● Stored data
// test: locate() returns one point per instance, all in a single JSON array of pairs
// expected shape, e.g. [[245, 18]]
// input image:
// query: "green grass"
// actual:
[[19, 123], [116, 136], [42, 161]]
* * *
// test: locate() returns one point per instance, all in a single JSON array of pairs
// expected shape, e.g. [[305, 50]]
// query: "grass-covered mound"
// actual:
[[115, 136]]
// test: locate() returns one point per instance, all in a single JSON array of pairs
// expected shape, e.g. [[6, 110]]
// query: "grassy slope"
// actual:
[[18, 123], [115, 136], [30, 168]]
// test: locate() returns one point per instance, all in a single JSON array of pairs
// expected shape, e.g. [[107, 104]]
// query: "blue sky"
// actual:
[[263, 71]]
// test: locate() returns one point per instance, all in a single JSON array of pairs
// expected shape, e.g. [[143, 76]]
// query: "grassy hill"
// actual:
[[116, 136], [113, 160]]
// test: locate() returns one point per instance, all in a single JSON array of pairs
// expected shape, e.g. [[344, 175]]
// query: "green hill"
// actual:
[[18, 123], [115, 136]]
==
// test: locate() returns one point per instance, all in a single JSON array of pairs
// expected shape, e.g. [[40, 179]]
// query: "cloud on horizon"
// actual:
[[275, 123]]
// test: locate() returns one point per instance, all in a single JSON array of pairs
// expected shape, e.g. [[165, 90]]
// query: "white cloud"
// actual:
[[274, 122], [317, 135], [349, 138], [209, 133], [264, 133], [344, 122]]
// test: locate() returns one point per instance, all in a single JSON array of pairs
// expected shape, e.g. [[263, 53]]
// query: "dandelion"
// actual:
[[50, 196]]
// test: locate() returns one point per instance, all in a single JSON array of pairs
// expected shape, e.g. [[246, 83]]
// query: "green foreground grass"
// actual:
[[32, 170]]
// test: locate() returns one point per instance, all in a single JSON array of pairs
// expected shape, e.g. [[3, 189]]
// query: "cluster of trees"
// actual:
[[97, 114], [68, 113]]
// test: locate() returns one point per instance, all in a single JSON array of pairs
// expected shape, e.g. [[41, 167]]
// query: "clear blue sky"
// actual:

● Written task
Which lines in the rows above contain the string "shape", with case counting? Copy out each of those lines.

● Expected answer
// expected shape, e.g. [[245, 18]]
// expected shape, e.g. [[305, 50]]
// expected shape, e.g. [[6, 110]]
// expected shape, e.g. [[107, 104]]
// expected shape, e.g. [[143, 76]]
// expected shape, e.g. [[344, 175]]
// expected shape, e.g. [[40, 179]]
// expected shape, e.g. [[165, 90]]
// expected shape, e.g. [[263, 53]]
// expected shape, e.g. [[246, 83]]
// expected shape, e.g. [[3, 189]]
// expected shape, e.g. [[41, 167]]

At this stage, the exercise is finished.